## Exercise 1
Answer these questions from the forum thread on linear congruences, marking your answers (a), (b), (c):
(a) In Step 1, what number is given as an inverse of 3 modulo 7?
(b) According to Answer 1, which step does x ≡ −8 (mod 7) come from?
(c) In Answer 2, what fact about 7 guarantees that the inverse of 3 modulo 7 exists?
## Exercise 2
Resume the forum thread on solving 3x ≡ 4 (mod 7) from its last line.

Stuck : Using inverses to solve linear congruences?

Question

Question : What are the solutions of the linear congruence 3x ≡ 4 (mod 7)?

Step 1 - We know that −2 is an inverse of 3 modulo 7.

Step 2 - Multiplying both sides of the congruence by −2 shows that

−2·3x ≡−2·4(mod7).

Step 3 - Because

−6 ≡ 1 (mod 7) - Equation 1

and −8 ≡ 6 (mod 7) - Equation 2

it follows that if x is a solution,

then x ≡ −8 ≡ 6 (mod 7).

---

In Step 3, I am unable to understand how Equation 1 and Equation 2 lead to the statement

x ≡ −8 ≡ 6 (mod 7).

Here are the conclusions I was able to derive from these facts,

-6 mod 7 = 1 mod 7

-8 mod 7 = 6 mod 7

(-1) is the inverse of 6 modulo 7

It'd be great if you can help me figure out what other conclusion I'm missing.

Answer 1

$x\equiv-8\pmod7$ comes from Step 2.

Answer 2

$-6$ and $1$ are in the same equivalence-class in $\mathbb{Z}_7$. In modulo arithmetic in the ring $\mathbb{Z}/n\mathbb{Z}$ (Z modulo nZ) you can add the modulus to any number and the numbers are still congruent to each other since they have the same residue when divided by $n$ because we've only added multiples of $n$ to the number. Thus, $$-6 \equiv -6 + 7 \equiv 1 \mod 7$$ Also then,

$$-8 \equiv -8 + 7 \equiv -1 + 7 \equiv 6 \mod 7$$

I find this to be a very weird way to solve the eqation

$$3x \equiv 4 \mod 7$$ We just have to find the inverse of $3$ in $\mathbb{Z}_7$, and since $7$ is prime, we know that $3^{-1} \mod 7$ exists. We would then use the extended eucledian algorithm (EEA) to compute that inverse.

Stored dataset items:
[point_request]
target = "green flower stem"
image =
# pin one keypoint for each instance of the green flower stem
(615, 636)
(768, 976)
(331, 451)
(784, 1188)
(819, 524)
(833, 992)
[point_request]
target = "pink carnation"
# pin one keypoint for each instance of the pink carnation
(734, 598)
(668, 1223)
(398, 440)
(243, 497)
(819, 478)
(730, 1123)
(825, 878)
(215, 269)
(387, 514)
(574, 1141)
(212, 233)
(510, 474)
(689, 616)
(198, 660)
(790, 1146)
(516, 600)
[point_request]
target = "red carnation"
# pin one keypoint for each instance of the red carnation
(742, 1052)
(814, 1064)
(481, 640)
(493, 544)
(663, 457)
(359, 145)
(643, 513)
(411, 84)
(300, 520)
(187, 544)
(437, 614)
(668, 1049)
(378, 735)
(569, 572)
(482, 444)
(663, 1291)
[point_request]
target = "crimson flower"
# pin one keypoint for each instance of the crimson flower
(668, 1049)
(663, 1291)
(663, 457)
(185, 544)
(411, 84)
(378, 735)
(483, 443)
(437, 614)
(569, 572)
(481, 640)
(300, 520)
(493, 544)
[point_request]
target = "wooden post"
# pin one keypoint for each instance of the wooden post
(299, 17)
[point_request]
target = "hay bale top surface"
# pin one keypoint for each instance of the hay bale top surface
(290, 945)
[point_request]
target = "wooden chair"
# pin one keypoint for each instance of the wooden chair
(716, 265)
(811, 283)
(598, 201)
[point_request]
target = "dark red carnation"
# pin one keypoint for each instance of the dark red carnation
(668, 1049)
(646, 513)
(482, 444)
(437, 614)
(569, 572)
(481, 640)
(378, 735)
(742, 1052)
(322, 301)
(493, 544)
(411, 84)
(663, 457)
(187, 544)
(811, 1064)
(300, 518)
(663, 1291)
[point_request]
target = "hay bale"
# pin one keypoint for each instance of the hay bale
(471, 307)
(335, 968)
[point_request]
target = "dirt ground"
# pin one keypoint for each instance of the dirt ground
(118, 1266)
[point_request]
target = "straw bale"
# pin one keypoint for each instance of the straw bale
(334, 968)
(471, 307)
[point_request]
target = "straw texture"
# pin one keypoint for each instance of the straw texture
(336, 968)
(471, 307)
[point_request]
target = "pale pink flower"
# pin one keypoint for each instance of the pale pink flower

--

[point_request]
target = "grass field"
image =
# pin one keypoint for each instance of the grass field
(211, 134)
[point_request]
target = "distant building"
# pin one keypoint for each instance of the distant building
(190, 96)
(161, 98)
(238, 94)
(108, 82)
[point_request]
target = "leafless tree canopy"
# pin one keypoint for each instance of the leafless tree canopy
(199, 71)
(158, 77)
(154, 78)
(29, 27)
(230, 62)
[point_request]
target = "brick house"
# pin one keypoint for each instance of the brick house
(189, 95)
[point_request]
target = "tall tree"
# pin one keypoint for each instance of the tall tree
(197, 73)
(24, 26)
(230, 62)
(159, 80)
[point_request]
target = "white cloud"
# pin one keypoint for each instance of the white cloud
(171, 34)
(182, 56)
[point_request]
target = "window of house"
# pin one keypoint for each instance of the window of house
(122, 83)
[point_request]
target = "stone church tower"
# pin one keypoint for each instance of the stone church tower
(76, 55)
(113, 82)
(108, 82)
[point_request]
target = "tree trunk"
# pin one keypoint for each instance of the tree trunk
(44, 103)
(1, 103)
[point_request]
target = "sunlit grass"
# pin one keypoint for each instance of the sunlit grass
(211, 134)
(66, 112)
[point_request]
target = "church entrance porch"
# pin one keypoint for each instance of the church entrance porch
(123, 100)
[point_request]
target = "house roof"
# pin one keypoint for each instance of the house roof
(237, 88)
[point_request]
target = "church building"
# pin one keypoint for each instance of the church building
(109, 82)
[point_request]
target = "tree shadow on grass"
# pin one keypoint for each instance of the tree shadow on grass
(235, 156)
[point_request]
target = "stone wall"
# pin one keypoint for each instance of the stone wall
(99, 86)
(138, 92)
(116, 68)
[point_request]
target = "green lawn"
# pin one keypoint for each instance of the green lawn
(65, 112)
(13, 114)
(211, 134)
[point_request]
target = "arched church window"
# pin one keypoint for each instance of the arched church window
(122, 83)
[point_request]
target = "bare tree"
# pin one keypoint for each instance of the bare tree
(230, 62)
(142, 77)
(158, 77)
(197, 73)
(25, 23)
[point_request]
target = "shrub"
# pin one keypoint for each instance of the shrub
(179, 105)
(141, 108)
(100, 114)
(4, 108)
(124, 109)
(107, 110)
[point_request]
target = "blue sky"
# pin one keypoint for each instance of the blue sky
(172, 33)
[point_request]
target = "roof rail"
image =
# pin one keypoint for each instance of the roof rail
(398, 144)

## Answer 1
(a) −2
(b) Step 2
(c) 7 is prime.

## Answer 2
\begin{aligned} \text{I} \quad 7 &\quad 0 && \\ \text{II} \quad 3 &\quad 1 &&\\ \text{I-2II} \quad1 &\quad 0-2\cdot 1 = -2 \equiv 5 \mod 7 \end{aligned} This we have $$3\cdot5 \equiv 1 \mod 7$$, thus $$3^{-1} \equiv 5 \mod 7$$. Multiplying both sides with the multiplicative inverse gives

$$3x \equiv 4 \mod 7 \quad |\cdot 3^{-1}$$ $$x \equiv 4\cdot 5\mod 7 $$ $$x \equiv 20 \mod 7$$ Now just reduce 20 to the smallest residue modulo 7 (subtract 7 two times) and we get $$x \equiv 6 \mod 7$$

Answer 3

$$\begin{eqnarray} \overbrace{(-2)\,3}^{\large{\equiv -6\equiv\color{#c00}{\bf 1}}}x &\equiv& \overbrace{(-2)\,4}^{\large\equiv -8\equiv\color{#0a0}{\bf -1}}\pmod 7\\ \Rightarrow\quad\ \ \color{#c00}{\bf 1}\cdot x&\equiv& \color{#0a0}{\bf -1}\equiv 6\ \, \pmod 7 \end{eqnarray}$$

Above we applied the following fundamental

Congruence Product Rule $\rm\quad\ \, A\!\equiv a\ \Rightarrow\ Ab\equiv ab\ \pmod{\!n}\ \ \ $

when we made the inference $\ (-2)3 \equiv 1\,\Rightarrow\, (-2)3x \equiv 1\cdot x$

and also we used that congruence is an equivalence relation.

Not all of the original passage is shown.